:: What to work on ::
Return only this: the line with "point: frog's limb" and all the lines that follow it below, through the final one, exactly as they are.

Named object pointing entries:
* Begin *
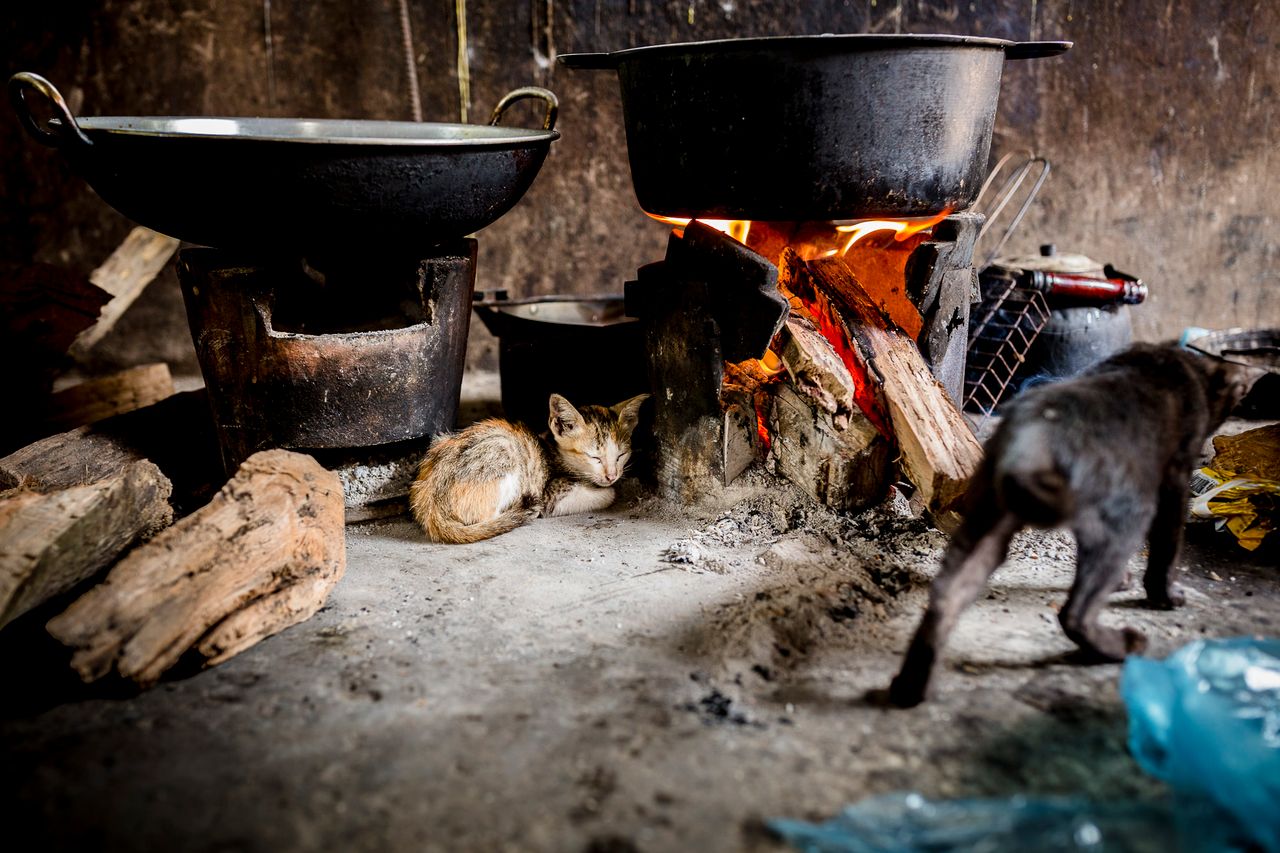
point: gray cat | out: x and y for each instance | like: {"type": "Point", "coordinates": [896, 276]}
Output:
{"type": "Point", "coordinates": [1109, 455]}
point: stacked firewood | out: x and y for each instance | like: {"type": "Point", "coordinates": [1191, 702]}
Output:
{"type": "Point", "coordinates": [858, 393]}
{"type": "Point", "coordinates": [99, 502]}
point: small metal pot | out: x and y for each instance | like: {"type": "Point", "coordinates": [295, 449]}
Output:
{"type": "Point", "coordinates": [583, 347]}
{"type": "Point", "coordinates": [810, 127]}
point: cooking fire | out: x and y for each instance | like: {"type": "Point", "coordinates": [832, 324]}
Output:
{"type": "Point", "coordinates": [728, 441]}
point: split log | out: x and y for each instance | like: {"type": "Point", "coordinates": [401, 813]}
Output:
{"type": "Point", "coordinates": [101, 397]}
{"type": "Point", "coordinates": [176, 433]}
{"type": "Point", "coordinates": [51, 542]}
{"type": "Point", "coordinates": [124, 276]}
{"type": "Point", "coordinates": [816, 370]}
{"type": "Point", "coordinates": [845, 469]}
{"type": "Point", "coordinates": [940, 451]}
{"type": "Point", "coordinates": [263, 555]}
{"type": "Point", "coordinates": [42, 308]}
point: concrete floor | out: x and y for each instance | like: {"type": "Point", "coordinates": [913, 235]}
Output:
{"type": "Point", "coordinates": [648, 678]}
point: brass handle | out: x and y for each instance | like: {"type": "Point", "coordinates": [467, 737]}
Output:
{"type": "Point", "coordinates": [547, 96]}
{"type": "Point", "coordinates": [59, 131]}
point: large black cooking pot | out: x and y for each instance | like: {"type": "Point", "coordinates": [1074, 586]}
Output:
{"type": "Point", "coordinates": [810, 127]}
{"type": "Point", "coordinates": [316, 187]}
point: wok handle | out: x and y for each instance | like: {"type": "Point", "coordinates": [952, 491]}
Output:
{"type": "Point", "coordinates": [60, 129]}
{"type": "Point", "coordinates": [1037, 49]}
{"type": "Point", "coordinates": [525, 92]}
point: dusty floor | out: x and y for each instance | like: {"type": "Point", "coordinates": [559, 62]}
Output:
{"type": "Point", "coordinates": [645, 678]}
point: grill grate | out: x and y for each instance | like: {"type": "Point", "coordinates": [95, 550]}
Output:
{"type": "Point", "coordinates": [1000, 336]}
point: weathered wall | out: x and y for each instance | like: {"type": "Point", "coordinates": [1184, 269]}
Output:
{"type": "Point", "coordinates": [1160, 124]}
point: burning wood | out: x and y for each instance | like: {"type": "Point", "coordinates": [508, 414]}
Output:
{"type": "Point", "coordinates": [842, 381]}
{"type": "Point", "coordinates": [940, 452]}
{"type": "Point", "coordinates": [816, 370]}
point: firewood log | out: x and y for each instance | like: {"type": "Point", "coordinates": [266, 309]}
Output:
{"type": "Point", "coordinates": [101, 397]}
{"type": "Point", "coordinates": [261, 556]}
{"type": "Point", "coordinates": [940, 451]}
{"type": "Point", "coordinates": [124, 276]}
{"type": "Point", "coordinates": [51, 542]}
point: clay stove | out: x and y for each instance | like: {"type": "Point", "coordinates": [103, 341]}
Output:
{"type": "Point", "coordinates": [356, 365]}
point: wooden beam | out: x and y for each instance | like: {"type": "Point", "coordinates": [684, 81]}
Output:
{"type": "Point", "coordinates": [261, 556]}
{"type": "Point", "coordinates": [54, 541]}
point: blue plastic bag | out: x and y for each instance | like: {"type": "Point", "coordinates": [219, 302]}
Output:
{"type": "Point", "coordinates": [912, 824]}
{"type": "Point", "coordinates": [1207, 721]}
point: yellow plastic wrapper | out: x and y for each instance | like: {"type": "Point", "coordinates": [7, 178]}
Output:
{"type": "Point", "coordinates": [1240, 487]}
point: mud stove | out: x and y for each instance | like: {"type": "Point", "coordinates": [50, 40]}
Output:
{"type": "Point", "coordinates": [359, 365]}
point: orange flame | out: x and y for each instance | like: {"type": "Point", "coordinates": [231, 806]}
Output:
{"type": "Point", "coordinates": [903, 229]}
{"type": "Point", "coordinates": [762, 429]}
{"type": "Point", "coordinates": [771, 364]}
{"type": "Point", "coordinates": [735, 228]}
{"type": "Point", "coordinates": [864, 391]}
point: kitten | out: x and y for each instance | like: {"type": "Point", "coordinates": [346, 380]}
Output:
{"type": "Point", "coordinates": [494, 475]}
{"type": "Point", "coordinates": [1109, 455]}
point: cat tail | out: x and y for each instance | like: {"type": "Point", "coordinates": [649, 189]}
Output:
{"type": "Point", "coordinates": [455, 532]}
{"type": "Point", "coordinates": [444, 527]}
{"type": "Point", "coordinates": [1032, 483]}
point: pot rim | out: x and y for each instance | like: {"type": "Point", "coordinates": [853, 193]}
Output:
{"type": "Point", "coordinates": [359, 132]}
{"type": "Point", "coordinates": [807, 44]}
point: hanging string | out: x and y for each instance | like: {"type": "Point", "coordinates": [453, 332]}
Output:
{"type": "Point", "coordinates": [464, 60]}
{"type": "Point", "coordinates": [270, 54]}
{"type": "Point", "coordinates": [415, 97]}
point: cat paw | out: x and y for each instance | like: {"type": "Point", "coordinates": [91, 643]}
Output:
{"type": "Point", "coordinates": [903, 693]}
{"type": "Point", "coordinates": [1166, 600]}
{"type": "Point", "coordinates": [1134, 641]}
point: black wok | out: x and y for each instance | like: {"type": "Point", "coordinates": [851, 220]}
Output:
{"type": "Point", "coordinates": [314, 187]}
{"type": "Point", "coordinates": [810, 127]}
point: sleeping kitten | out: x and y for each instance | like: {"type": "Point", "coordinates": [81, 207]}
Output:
{"type": "Point", "coordinates": [494, 475]}
{"type": "Point", "coordinates": [1109, 455]}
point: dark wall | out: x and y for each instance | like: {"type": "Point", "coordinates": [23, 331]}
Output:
{"type": "Point", "coordinates": [1160, 126]}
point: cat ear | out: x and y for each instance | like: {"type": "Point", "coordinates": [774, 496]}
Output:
{"type": "Point", "coordinates": [563, 419]}
{"type": "Point", "coordinates": [629, 413]}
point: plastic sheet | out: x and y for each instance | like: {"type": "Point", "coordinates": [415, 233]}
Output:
{"type": "Point", "coordinates": [1207, 721]}
{"type": "Point", "coordinates": [912, 824]}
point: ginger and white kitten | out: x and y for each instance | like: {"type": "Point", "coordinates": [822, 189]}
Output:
{"type": "Point", "coordinates": [494, 475]}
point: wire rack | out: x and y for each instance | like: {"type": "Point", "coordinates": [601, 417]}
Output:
{"type": "Point", "coordinates": [1000, 336]}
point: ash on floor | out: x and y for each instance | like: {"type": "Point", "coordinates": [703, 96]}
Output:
{"type": "Point", "coordinates": [649, 678]}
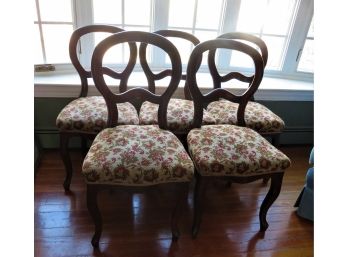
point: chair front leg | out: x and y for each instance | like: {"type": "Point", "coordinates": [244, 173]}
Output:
{"type": "Point", "coordinates": [198, 198]}
{"type": "Point", "coordinates": [275, 139]}
{"type": "Point", "coordinates": [93, 209]}
{"type": "Point", "coordinates": [182, 191]}
{"type": "Point", "coordinates": [274, 190]}
{"type": "Point", "coordinates": [64, 152]}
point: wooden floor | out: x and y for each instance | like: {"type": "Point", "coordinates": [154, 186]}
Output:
{"type": "Point", "coordinates": [139, 224]}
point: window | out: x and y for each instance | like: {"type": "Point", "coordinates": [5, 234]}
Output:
{"type": "Point", "coordinates": [306, 63]}
{"type": "Point", "coordinates": [53, 21]}
{"type": "Point", "coordinates": [283, 25]}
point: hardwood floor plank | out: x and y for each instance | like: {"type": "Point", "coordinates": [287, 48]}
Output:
{"type": "Point", "coordinates": [139, 224]}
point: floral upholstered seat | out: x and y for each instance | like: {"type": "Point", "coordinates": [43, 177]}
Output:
{"type": "Point", "coordinates": [257, 116]}
{"type": "Point", "coordinates": [89, 114]}
{"type": "Point", "coordinates": [137, 156]}
{"type": "Point", "coordinates": [227, 150]}
{"type": "Point", "coordinates": [179, 114]}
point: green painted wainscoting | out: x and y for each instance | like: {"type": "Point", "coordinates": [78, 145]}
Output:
{"type": "Point", "coordinates": [298, 117]}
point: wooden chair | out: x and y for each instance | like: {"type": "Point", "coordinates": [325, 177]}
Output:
{"type": "Point", "coordinates": [136, 157]}
{"type": "Point", "coordinates": [257, 116]}
{"type": "Point", "coordinates": [232, 152]}
{"type": "Point", "coordinates": [180, 111]}
{"type": "Point", "coordinates": [87, 115]}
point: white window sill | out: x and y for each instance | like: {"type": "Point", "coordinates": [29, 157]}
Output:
{"type": "Point", "coordinates": [271, 89]}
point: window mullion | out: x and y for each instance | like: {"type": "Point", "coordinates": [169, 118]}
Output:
{"type": "Point", "coordinates": [160, 21]}
{"type": "Point", "coordinates": [83, 15]}
{"type": "Point", "coordinates": [229, 24]}
{"type": "Point", "coordinates": [41, 31]}
{"type": "Point", "coordinates": [298, 35]}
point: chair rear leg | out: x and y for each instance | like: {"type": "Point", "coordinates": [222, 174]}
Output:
{"type": "Point", "coordinates": [84, 147]}
{"type": "Point", "coordinates": [182, 191]}
{"type": "Point", "coordinates": [64, 152]}
{"type": "Point", "coordinates": [198, 198]}
{"type": "Point", "coordinates": [274, 190]}
{"type": "Point", "coordinates": [275, 142]}
{"type": "Point", "coordinates": [93, 209]}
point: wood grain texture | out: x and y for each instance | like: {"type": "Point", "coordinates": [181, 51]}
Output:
{"type": "Point", "coordinates": [138, 224]}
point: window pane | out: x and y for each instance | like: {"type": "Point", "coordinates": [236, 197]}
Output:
{"type": "Point", "coordinates": [56, 39]}
{"type": "Point", "coordinates": [137, 12]}
{"type": "Point", "coordinates": [275, 47]}
{"type": "Point", "coordinates": [114, 54]}
{"type": "Point", "coordinates": [181, 13]}
{"type": "Point", "coordinates": [38, 57]}
{"type": "Point", "coordinates": [203, 35]}
{"type": "Point", "coordinates": [55, 10]}
{"type": "Point", "coordinates": [239, 59]}
{"type": "Point", "coordinates": [269, 17]}
{"type": "Point", "coordinates": [306, 63]}
{"type": "Point", "coordinates": [278, 17]}
{"type": "Point", "coordinates": [211, 9]}
{"type": "Point", "coordinates": [184, 47]}
{"type": "Point", "coordinates": [107, 11]}
{"type": "Point", "coordinates": [311, 30]}
{"type": "Point", "coordinates": [251, 15]}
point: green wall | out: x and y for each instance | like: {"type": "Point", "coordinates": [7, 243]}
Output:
{"type": "Point", "coordinates": [298, 117]}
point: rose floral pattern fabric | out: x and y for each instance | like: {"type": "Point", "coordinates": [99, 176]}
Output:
{"type": "Point", "coordinates": [90, 114]}
{"type": "Point", "coordinates": [229, 150]}
{"type": "Point", "coordinates": [257, 116]}
{"type": "Point", "coordinates": [179, 114]}
{"type": "Point", "coordinates": [136, 156]}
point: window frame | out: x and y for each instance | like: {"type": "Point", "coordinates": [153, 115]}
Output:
{"type": "Point", "coordinates": [82, 11]}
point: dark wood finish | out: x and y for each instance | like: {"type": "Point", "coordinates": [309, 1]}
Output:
{"type": "Point", "coordinates": [200, 101]}
{"type": "Point", "coordinates": [139, 94]}
{"type": "Point", "coordinates": [137, 224]}
{"type": "Point", "coordinates": [273, 193]}
{"type": "Point", "coordinates": [218, 79]}
{"type": "Point", "coordinates": [152, 77]}
{"type": "Point", "coordinates": [84, 74]}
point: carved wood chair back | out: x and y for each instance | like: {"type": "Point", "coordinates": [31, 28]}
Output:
{"type": "Point", "coordinates": [140, 94]}
{"type": "Point", "coordinates": [150, 75]}
{"type": "Point", "coordinates": [244, 37]}
{"type": "Point", "coordinates": [84, 72]}
{"type": "Point", "coordinates": [200, 100]}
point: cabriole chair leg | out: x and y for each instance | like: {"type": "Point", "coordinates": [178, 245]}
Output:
{"type": "Point", "coordinates": [275, 139]}
{"type": "Point", "coordinates": [274, 190]}
{"type": "Point", "coordinates": [182, 191]}
{"type": "Point", "coordinates": [64, 144]}
{"type": "Point", "coordinates": [198, 198]}
{"type": "Point", "coordinates": [93, 209]}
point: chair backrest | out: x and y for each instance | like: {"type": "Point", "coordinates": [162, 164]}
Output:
{"type": "Point", "coordinates": [200, 100]}
{"type": "Point", "coordinates": [217, 78]}
{"type": "Point", "coordinates": [141, 94]}
{"type": "Point", "coordinates": [152, 77]}
{"type": "Point", "coordinates": [83, 72]}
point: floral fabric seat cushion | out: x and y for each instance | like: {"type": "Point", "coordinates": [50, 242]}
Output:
{"type": "Point", "coordinates": [89, 114]}
{"type": "Point", "coordinates": [229, 150]}
{"type": "Point", "coordinates": [179, 114]}
{"type": "Point", "coordinates": [257, 116]}
{"type": "Point", "coordinates": [135, 156]}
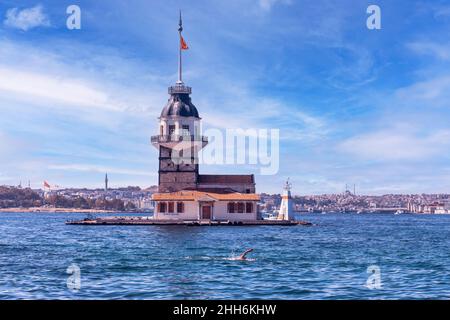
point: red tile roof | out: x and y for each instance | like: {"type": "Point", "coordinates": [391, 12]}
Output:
{"type": "Point", "coordinates": [192, 195]}
{"type": "Point", "coordinates": [226, 178]}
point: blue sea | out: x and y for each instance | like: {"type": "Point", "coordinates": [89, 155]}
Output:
{"type": "Point", "coordinates": [329, 260]}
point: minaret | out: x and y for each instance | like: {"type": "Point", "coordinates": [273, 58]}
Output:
{"type": "Point", "coordinates": [179, 139]}
{"type": "Point", "coordinates": [287, 206]}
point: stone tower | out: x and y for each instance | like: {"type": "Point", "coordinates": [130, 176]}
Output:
{"type": "Point", "coordinates": [179, 139]}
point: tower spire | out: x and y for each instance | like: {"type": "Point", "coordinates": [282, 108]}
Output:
{"type": "Point", "coordinates": [180, 28]}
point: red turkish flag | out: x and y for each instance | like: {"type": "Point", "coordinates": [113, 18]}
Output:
{"type": "Point", "coordinates": [183, 44]}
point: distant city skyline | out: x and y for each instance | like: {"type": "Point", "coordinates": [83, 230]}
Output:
{"type": "Point", "coordinates": [353, 106]}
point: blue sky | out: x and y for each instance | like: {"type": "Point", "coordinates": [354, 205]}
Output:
{"type": "Point", "coordinates": [356, 106]}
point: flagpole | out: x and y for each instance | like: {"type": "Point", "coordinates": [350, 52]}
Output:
{"type": "Point", "coordinates": [180, 28]}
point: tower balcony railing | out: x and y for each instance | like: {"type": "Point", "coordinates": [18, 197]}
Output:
{"type": "Point", "coordinates": [178, 138]}
{"type": "Point", "coordinates": [180, 88]}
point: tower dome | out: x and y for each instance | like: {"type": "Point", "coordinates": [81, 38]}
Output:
{"type": "Point", "coordinates": [179, 104]}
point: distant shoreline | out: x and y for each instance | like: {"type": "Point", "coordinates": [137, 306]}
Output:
{"type": "Point", "coordinates": [60, 210]}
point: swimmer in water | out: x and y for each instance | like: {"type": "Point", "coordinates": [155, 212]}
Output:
{"type": "Point", "coordinates": [242, 256]}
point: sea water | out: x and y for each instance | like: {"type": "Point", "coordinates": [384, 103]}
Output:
{"type": "Point", "coordinates": [331, 260]}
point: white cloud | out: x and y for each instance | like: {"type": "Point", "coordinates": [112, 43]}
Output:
{"type": "Point", "coordinates": [57, 89]}
{"type": "Point", "coordinates": [26, 19]}
{"type": "Point", "coordinates": [99, 169]}
{"type": "Point", "coordinates": [438, 50]}
{"type": "Point", "coordinates": [267, 5]}
{"type": "Point", "coordinates": [434, 92]}
{"type": "Point", "coordinates": [397, 144]}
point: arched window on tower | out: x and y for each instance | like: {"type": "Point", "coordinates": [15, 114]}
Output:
{"type": "Point", "coordinates": [180, 207]}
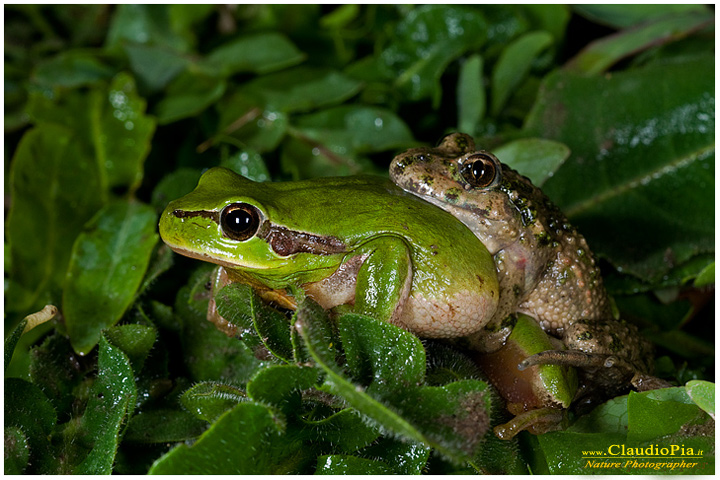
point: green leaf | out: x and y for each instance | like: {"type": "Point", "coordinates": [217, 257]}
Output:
{"type": "Point", "coordinates": [258, 53]}
{"type": "Point", "coordinates": [377, 355]}
{"type": "Point", "coordinates": [703, 394]}
{"type": "Point", "coordinates": [452, 419]}
{"type": "Point", "coordinates": [405, 458]}
{"type": "Point", "coordinates": [471, 94]}
{"type": "Point", "coordinates": [301, 89]}
{"type": "Point", "coordinates": [246, 120]}
{"type": "Point", "coordinates": [174, 185]}
{"type": "Point", "coordinates": [706, 276]}
{"type": "Point", "coordinates": [28, 410]}
{"type": "Point", "coordinates": [280, 386]}
{"type": "Point", "coordinates": [243, 441]}
{"type": "Point", "coordinates": [209, 400]}
{"type": "Point", "coordinates": [209, 353]}
{"type": "Point", "coordinates": [163, 425]}
{"type": "Point", "coordinates": [248, 163]}
{"type": "Point", "coordinates": [536, 158]}
{"type": "Point", "coordinates": [351, 465]}
{"type": "Point", "coordinates": [111, 402]}
{"type": "Point", "coordinates": [188, 95]}
{"type": "Point", "coordinates": [121, 133]}
{"type": "Point", "coordinates": [110, 124]}
{"type": "Point", "coordinates": [655, 136]}
{"type": "Point", "coordinates": [425, 42]}
{"type": "Point", "coordinates": [650, 419]}
{"type": "Point", "coordinates": [17, 451]}
{"type": "Point", "coordinates": [344, 431]}
{"type": "Point", "coordinates": [623, 15]}
{"type": "Point", "coordinates": [11, 341]}
{"type": "Point", "coordinates": [332, 141]}
{"type": "Point", "coordinates": [144, 24]}
{"type": "Point", "coordinates": [58, 371]}
{"type": "Point", "coordinates": [74, 68]}
{"type": "Point", "coordinates": [134, 340]}
{"type": "Point", "coordinates": [107, 266]}
{"type": "Point", "coordinates": [603, 53]}
{"type": "Point", "coordinates": [513, 65]}
{"type": "Point", "coordinates": [155, 66]}
{"type": "Point", "coordinates": [50, 175]}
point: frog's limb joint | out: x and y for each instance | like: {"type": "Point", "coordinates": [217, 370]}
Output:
* End *
:: Final result ::
point: frog's limb joint | out: x and y for each instance | like: {"type": "Point", "coordinates": [217, 370]}
Output:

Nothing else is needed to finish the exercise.